USING THE INFORMATION
A – Answer these from the passage on the ebics-java vulnerability:
(i) Which versions of io.github.element36-io:ebics-cli were published on Maven Central?
(ii) In what year did the fork's last commit take place?
(iii) Which GitHub repository does OSV mention as affected?
B – Copy word for word the stretch of the passage on the ebics-java vulnerability from "The NVD highlights" through "suffer from false-negatives.".

Adding to those complications, the GitHub project also got forked sometime prior to the vulnerability disclosure. The artifacts of this project were published on Maven Central (with coordinates io.github.element36-io:ebics-cli and versions 1.1 to 1.5). The last commit took place in 2021, i.e. the Java classes affected by the vulnerability (KeyUtil and Utils) do not contain the fix implemented in the upstream repository, hence, all its releases are affected by the vulnerability.

The NVD highlights the CPE cpe:2.3:a:ebics_java_project:ebics_java as vulnerable, i.e. neither CPE vendor (ebics_java_project) nor product (ebics_java) correspond to Maven groupId and artifactId that any user would actually use in a dependency declaration. And OSV only mentions the GitHub repository github.com/ebics-java/ebics-java-client as affected, but no Maven coordinates. This means that solutions solely relying on NVD or OSV for mapping vulnerabilities to dependency declarations can hardly succeed, hence, suffer from false-negatives.

(Dataset records)
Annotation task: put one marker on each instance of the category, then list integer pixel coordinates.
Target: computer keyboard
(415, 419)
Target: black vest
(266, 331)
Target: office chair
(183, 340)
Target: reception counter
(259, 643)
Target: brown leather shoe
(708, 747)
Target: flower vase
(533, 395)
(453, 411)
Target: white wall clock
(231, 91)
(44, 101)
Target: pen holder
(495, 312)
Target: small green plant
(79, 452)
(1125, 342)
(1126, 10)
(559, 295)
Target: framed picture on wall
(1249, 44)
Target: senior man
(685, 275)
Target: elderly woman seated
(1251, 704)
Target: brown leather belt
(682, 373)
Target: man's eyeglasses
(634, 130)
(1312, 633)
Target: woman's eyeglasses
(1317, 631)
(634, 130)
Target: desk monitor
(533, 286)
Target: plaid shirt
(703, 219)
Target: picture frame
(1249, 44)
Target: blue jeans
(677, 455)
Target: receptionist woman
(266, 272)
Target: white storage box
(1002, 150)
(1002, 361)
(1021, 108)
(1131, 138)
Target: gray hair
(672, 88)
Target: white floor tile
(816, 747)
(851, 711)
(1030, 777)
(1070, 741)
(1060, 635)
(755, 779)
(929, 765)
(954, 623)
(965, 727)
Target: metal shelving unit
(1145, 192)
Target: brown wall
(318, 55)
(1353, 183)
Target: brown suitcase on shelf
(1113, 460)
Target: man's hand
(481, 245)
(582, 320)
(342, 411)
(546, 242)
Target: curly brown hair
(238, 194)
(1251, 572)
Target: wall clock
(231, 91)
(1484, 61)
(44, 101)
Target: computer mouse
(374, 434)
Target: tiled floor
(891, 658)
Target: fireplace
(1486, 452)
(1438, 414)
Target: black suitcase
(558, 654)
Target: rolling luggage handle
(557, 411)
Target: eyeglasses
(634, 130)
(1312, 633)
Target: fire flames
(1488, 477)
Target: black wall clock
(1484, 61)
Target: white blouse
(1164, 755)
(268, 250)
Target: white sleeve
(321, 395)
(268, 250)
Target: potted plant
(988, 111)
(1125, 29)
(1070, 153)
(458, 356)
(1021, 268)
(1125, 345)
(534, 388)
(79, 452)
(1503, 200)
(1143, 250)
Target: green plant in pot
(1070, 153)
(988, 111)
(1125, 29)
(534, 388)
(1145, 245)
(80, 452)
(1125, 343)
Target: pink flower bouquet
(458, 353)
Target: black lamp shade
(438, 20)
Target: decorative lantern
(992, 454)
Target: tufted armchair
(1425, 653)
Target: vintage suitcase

PROBLEM SOLUTIONS
A –
(i) 1.1 to 1.5
(ii) 2021
(iii) github.com/ebics-java/ebics-java-client

B –
The NVD highlights the CPE cpe:2.3:a:ebics_java_project:ebics_java as vulnerable, i.e. neither CPE vendor (ebics_java_project) nor product (ebics_java) correspond to Maven groupId and artifactId that any user would actually use in a dependency declaration. And OSV only mentions the GitHub repository github.com/ebics-java/ebics-java-client as affected, but no Maven coordinates. This means that solutions solely relying on NVD or OSV for mapping vulnerabilities to dependency declarations can hardly succeed, hence, suffer from false-negatives.